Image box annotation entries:
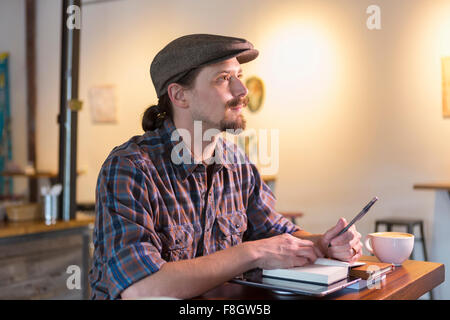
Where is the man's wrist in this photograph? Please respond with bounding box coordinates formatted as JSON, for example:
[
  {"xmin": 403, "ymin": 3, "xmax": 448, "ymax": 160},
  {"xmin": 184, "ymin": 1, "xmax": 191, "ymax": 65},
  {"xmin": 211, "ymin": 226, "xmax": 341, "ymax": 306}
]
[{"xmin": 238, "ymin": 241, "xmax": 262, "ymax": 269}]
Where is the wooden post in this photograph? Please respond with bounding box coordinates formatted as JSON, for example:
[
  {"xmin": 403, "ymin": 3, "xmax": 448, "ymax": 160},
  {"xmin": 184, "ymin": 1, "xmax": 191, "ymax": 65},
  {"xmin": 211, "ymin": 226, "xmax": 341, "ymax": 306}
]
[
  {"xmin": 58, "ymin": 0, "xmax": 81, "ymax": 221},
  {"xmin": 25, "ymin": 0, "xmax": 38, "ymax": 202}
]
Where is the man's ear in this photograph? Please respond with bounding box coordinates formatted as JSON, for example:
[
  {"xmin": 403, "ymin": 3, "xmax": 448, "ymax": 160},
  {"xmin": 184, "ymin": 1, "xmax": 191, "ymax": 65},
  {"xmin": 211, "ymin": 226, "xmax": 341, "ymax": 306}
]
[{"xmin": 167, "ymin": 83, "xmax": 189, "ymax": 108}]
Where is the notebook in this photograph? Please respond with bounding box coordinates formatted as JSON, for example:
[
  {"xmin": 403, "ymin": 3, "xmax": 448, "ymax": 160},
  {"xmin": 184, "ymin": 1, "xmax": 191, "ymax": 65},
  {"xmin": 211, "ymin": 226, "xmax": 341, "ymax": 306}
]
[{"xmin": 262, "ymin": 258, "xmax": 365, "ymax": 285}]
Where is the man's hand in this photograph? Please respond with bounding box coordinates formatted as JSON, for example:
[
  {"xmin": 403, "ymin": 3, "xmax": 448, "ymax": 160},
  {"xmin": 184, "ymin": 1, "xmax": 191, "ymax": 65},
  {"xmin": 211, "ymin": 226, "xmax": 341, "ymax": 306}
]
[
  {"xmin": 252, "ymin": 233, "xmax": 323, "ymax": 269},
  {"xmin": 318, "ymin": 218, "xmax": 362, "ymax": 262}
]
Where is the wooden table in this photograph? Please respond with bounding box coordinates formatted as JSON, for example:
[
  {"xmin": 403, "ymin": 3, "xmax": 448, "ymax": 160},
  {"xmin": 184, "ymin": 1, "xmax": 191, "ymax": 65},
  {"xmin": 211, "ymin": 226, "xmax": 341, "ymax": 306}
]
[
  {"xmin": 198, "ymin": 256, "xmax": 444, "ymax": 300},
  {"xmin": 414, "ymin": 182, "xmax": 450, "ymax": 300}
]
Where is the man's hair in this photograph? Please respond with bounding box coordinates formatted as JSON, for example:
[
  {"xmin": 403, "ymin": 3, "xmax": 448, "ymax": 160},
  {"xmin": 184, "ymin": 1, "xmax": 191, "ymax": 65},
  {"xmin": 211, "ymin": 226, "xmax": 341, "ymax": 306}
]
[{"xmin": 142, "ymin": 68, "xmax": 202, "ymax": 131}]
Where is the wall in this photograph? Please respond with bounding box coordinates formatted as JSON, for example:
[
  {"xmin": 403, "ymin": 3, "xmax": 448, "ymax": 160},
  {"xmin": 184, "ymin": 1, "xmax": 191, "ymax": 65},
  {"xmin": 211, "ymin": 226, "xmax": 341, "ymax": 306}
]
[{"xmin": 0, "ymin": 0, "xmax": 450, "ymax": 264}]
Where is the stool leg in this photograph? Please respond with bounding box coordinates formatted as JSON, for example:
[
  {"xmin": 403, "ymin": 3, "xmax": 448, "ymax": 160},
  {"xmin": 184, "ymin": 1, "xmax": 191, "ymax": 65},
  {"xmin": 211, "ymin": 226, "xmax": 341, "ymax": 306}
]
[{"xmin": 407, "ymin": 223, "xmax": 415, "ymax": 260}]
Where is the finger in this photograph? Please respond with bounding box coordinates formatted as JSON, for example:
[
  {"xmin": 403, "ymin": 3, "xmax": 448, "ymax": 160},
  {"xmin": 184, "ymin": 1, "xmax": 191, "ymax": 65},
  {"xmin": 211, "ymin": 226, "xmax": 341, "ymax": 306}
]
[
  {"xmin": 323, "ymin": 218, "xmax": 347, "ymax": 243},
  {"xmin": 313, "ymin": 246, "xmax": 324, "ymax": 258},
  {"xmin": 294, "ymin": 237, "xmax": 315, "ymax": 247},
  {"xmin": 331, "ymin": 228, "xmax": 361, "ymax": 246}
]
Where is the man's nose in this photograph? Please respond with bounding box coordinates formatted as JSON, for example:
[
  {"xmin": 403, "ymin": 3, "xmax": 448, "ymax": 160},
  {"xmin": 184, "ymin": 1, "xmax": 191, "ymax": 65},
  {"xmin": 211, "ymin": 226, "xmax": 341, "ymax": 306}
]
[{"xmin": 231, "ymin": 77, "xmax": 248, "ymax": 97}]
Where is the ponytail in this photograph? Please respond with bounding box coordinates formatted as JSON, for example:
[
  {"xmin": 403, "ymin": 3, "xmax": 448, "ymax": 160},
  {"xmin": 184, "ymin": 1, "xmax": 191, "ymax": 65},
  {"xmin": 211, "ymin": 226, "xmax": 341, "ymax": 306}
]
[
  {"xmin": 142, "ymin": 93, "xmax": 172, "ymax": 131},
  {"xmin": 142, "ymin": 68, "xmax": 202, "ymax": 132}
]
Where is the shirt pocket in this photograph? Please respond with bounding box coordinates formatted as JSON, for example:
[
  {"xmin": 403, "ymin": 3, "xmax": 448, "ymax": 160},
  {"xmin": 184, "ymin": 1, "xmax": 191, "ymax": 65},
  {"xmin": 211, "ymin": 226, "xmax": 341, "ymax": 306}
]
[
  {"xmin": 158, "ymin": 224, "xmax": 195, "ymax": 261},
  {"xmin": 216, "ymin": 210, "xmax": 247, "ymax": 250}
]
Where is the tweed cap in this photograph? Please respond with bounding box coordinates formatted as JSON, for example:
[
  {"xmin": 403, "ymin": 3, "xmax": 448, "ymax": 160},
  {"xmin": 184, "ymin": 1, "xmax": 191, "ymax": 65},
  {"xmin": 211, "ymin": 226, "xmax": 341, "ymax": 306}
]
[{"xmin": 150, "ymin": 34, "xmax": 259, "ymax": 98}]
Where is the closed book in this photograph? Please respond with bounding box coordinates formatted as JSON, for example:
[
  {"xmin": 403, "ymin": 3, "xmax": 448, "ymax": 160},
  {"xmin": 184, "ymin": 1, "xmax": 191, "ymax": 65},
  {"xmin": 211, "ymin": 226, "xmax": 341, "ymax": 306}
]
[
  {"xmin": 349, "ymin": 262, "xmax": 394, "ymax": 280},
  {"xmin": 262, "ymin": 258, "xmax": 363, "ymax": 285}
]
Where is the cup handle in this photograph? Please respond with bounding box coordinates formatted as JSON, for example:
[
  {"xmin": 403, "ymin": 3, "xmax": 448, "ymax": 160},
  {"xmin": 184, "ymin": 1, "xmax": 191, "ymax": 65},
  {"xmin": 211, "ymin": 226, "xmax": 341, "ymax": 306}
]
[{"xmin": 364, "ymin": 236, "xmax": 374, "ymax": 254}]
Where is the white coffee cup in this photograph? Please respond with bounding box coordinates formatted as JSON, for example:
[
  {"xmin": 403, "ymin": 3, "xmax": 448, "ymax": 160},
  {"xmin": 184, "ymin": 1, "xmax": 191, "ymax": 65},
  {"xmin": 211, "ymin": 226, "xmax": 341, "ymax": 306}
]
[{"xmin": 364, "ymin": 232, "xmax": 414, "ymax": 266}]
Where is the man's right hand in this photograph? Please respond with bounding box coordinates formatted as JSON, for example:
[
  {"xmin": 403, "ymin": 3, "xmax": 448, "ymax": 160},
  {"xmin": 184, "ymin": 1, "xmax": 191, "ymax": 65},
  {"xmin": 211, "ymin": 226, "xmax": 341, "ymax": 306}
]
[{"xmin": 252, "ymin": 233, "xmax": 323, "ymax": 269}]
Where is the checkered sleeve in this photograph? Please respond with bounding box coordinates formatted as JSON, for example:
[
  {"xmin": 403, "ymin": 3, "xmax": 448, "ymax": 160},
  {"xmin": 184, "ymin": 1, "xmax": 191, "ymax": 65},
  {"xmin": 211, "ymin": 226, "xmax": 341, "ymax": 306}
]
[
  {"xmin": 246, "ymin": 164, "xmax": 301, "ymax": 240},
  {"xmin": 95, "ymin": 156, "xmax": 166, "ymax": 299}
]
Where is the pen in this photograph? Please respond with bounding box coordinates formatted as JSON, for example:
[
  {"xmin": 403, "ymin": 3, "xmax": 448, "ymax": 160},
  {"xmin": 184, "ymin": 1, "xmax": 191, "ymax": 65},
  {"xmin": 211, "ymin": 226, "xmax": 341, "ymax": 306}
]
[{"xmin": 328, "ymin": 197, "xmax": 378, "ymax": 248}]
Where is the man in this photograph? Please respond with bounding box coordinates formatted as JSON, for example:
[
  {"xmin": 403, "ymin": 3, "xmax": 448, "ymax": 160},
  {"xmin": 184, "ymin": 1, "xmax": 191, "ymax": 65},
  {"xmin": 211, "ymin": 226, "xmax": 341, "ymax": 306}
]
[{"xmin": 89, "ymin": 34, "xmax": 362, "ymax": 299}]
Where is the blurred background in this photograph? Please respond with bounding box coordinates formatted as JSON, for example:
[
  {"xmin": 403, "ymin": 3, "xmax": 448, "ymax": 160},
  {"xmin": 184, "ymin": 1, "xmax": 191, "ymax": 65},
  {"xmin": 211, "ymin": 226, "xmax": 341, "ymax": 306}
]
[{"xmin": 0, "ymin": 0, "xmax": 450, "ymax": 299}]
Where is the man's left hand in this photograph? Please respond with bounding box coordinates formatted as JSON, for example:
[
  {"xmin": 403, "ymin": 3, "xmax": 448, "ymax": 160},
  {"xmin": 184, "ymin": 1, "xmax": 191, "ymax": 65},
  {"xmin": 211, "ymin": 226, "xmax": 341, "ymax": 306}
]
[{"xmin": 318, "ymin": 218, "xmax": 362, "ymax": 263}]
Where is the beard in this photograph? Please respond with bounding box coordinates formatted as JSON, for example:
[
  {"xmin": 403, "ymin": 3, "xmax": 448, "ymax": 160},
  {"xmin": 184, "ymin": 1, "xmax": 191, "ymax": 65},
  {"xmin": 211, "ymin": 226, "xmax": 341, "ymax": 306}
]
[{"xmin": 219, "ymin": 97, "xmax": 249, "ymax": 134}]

- **EXERCISE DETAILS**
Return, unchanged, the lines from the one containing "Where is the man's left" through the end of the entries, including both ends.

- **TASK SOLUTION**
Where is the man's left hand in this photograph? Please respond with bounding box coordinates formatted as JSON, for example:
[
  {"xmin": 403, "ymin": 3, "xmax": 448, "ymax": 160},
  {"xmin": 184, "ymin": 1, "xmax": 191, "ymax": 65},
  {"xmin": 211, "ymin": 226, "xmax": 341, "ymax": 306}
]
[{"xmin": 318, "ymin": 218, "xmax": 362, "ymax": 263}]
Where is the beard in this photograph? Please respond with bounding box coordinates formatted as JSON, for example:
[
  {"xmin": 403, "ymin": 3, "xmax": 448, "ymax": 160},
  {"xmin": 184, "ymin": 1, "xmax": 191, "ymax": 65},
  {"xmin": 211, "ymin": 226, "xmax": 341, "ymax": 306}
]
[{"xmin": 219, "ymin": 97, "xmax": 249, "ymax": 134}]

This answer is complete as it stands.